#### Selected text
——

Yes.....but the slaughter at the Terminus was followed by the solar system's infrastructure going into lockdown. The order went like this:

Step 1: Orokin engineer literally all of the big system spanning stuff, the rails, the command ships, everything, to be accessible only to individuals with the correct engineered gene-keys.

Step 2: Orokin create Sentients, Grineer, and Tenno, and release the Infestation.

Step 3: War, militarisation of Tenno and Grineer against Sentients.

Step 4: Tenno wipe out the Orokin command and the system responds by going into lockdown because suddenly 99% of the people who can access the Solar Rail and capital ship command decks are dead. The Grineer go into rebellion and wipe out damned near everyone else.

 

 

The Lancer Imprint almost certainly takes place well before the Terminus attack. The Imprint features Orokin scientists discussing the potential first use of militarised Grineer, and after the Terminus slaughter and lockdown, the Grineer rebellion was ready. The most simple explanation is that the Imprint takes place years earlier and serves to explain how and why the Orokin militarised their Grineer slaves.

——

Excerpts from a dataset
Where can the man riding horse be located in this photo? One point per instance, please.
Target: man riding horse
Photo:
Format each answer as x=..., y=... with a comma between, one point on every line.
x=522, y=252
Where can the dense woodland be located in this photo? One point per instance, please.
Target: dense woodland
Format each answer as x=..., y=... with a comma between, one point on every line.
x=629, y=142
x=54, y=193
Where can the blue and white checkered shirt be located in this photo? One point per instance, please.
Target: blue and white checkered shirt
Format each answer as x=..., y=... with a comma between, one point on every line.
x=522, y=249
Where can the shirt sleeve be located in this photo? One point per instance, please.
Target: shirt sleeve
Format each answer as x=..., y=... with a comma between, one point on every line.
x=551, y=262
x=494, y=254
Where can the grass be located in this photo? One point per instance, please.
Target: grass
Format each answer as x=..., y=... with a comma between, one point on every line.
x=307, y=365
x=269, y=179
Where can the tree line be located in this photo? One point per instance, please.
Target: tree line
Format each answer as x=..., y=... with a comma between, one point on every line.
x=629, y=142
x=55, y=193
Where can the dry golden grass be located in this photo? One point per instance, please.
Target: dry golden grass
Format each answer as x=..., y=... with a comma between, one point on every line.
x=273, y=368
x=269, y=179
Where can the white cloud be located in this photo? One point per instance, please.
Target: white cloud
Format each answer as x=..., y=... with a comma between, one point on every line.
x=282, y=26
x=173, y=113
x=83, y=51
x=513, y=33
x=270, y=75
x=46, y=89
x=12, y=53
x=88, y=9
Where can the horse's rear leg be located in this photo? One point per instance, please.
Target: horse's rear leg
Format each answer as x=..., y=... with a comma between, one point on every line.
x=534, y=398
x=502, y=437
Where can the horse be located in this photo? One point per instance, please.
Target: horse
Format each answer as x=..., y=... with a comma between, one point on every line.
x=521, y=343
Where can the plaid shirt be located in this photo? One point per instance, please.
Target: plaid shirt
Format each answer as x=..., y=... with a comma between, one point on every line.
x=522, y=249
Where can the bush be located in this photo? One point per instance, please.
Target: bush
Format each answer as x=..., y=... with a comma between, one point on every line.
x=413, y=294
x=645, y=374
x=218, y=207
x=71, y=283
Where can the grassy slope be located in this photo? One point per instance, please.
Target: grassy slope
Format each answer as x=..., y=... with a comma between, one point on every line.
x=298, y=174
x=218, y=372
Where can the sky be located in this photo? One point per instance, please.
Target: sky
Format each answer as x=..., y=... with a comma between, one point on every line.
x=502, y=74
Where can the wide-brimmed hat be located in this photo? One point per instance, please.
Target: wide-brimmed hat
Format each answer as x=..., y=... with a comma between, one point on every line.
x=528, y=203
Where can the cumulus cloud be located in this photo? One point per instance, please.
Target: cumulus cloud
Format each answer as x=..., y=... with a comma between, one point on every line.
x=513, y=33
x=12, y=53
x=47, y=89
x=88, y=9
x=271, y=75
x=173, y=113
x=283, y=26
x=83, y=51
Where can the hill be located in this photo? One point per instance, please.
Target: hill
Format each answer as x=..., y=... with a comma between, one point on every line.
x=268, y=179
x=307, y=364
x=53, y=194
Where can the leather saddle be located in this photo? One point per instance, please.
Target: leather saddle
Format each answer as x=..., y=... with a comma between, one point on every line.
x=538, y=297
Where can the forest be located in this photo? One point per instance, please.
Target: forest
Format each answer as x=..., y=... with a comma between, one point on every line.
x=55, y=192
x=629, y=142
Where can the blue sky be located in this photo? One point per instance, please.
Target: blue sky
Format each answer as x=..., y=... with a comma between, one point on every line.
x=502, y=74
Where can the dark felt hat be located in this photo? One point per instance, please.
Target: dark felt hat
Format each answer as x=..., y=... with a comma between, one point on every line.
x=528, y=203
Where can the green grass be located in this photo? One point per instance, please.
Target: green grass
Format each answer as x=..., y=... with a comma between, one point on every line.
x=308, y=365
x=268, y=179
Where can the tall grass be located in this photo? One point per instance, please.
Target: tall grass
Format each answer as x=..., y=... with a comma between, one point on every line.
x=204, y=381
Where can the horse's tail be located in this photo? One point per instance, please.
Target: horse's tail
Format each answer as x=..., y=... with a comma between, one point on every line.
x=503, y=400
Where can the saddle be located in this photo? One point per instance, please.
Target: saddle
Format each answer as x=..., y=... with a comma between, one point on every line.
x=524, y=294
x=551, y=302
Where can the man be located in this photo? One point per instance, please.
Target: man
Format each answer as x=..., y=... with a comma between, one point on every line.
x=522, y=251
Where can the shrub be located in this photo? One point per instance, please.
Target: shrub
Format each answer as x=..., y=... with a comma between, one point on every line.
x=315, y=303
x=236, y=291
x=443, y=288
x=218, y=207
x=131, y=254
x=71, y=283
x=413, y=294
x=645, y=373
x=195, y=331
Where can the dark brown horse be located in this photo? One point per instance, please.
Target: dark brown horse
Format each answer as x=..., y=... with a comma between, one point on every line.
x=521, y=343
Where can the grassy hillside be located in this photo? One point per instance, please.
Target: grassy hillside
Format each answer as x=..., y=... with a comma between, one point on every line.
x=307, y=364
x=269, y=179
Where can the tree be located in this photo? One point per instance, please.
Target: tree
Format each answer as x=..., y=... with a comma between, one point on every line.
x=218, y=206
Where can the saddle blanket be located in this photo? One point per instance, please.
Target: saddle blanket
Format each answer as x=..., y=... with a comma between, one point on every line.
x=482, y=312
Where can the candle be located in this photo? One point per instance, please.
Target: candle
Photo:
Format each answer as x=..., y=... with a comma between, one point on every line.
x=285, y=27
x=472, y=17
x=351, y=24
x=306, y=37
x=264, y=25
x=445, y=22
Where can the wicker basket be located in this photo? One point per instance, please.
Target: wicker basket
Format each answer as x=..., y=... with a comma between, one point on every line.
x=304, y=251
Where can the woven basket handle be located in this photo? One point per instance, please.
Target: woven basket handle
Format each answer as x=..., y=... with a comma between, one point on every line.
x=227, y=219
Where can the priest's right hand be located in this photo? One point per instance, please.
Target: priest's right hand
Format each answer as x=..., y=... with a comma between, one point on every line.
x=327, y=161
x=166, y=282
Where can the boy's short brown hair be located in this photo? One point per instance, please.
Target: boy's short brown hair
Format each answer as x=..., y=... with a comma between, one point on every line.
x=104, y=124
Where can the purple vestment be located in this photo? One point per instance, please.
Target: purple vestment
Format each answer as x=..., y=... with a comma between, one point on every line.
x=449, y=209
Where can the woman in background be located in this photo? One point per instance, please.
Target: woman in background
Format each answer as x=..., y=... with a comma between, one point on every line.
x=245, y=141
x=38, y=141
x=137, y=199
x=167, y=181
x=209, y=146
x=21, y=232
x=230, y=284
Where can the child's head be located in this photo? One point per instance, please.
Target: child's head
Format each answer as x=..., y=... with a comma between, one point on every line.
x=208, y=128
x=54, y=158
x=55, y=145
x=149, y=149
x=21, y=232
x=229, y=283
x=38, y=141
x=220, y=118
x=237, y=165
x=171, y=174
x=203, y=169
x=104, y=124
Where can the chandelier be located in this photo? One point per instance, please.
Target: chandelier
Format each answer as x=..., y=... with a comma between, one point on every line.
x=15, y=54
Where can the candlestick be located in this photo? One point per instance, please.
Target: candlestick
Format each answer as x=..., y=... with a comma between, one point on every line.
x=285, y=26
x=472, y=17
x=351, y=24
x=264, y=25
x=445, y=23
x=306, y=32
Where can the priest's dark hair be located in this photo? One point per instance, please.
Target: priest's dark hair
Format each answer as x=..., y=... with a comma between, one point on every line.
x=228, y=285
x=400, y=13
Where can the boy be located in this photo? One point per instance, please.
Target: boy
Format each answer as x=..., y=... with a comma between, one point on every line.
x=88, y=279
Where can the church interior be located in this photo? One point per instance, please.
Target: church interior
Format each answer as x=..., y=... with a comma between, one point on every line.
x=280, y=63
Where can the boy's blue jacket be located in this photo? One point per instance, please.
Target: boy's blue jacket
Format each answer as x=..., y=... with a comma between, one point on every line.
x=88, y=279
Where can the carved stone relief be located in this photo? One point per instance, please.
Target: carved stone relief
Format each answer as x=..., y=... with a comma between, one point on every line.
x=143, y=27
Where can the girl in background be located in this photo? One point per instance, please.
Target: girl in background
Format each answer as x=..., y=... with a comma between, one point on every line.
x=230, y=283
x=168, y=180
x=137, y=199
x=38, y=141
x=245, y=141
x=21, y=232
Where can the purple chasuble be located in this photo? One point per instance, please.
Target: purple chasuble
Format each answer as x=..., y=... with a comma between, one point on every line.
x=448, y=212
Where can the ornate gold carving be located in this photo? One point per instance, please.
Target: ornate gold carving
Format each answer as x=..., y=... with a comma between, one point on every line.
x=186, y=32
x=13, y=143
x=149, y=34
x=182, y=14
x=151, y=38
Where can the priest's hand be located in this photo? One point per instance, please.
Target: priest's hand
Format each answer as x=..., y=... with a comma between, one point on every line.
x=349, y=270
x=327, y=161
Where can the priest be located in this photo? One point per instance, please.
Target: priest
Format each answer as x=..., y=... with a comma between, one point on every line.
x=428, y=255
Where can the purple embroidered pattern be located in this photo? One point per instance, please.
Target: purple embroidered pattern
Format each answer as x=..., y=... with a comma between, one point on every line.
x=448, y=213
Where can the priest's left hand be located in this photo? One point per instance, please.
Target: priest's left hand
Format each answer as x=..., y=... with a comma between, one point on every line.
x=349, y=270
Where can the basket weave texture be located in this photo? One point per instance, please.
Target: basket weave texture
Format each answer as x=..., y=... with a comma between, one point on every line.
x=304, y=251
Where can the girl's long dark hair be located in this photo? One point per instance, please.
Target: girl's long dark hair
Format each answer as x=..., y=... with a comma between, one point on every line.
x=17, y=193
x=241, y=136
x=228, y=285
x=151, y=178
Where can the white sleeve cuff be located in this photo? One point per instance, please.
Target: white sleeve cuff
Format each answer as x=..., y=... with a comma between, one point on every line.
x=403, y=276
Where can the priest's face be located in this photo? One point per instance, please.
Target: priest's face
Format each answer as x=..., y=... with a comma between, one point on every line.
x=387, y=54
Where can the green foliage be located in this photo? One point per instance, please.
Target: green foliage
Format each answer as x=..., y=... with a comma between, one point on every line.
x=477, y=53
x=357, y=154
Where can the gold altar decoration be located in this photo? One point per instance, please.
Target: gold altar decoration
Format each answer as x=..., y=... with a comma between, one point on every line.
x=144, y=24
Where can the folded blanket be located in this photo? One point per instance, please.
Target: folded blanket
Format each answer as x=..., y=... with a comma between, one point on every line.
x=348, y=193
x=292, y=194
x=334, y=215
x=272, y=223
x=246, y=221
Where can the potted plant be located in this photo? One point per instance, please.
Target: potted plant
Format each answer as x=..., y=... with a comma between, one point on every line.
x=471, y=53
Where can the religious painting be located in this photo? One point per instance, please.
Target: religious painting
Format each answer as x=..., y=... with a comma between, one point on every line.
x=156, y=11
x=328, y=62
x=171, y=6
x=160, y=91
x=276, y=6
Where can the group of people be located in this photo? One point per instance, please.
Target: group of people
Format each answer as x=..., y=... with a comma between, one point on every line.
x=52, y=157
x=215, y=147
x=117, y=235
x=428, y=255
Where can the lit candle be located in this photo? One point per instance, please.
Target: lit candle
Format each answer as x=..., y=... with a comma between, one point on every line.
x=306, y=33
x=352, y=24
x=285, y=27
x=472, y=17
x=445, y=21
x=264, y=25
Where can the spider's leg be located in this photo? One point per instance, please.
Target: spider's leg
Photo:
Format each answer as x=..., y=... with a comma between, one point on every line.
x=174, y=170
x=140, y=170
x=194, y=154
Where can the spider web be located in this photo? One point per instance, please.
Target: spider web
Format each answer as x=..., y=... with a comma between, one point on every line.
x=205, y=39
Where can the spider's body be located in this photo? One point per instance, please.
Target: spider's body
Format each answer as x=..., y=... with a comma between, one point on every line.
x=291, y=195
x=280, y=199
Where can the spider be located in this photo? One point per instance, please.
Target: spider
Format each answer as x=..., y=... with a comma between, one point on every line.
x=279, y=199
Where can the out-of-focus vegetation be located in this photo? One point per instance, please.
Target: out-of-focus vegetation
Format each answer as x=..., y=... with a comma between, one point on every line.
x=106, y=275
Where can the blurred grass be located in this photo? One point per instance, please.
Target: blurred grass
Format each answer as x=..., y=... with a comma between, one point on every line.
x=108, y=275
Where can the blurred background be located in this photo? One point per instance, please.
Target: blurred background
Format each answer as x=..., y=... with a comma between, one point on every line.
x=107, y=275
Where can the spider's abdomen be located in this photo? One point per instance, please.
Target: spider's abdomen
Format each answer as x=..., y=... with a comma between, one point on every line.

——

#### Task item A
In the post on the Orokin, who goes into rebellion after the system's infrastructure locks down?
#### Task item B
Please print the part of the post on the Orokin that opens with the words containing "Yes.....but the slaughter" and closes with "correct engineered gene-keys.".

#### Solution A
The Grineer.

#### Solution B
Yes.....but the slaughter at the Terminus was followed by the solar system's infrastructure going into lockdown. The order went like this:

Step 1: Orokin engineer literally all of the big system spanning stuff, the rails, the command ships, everything, to be accessible only to individuals with the correct engineered gene-keys.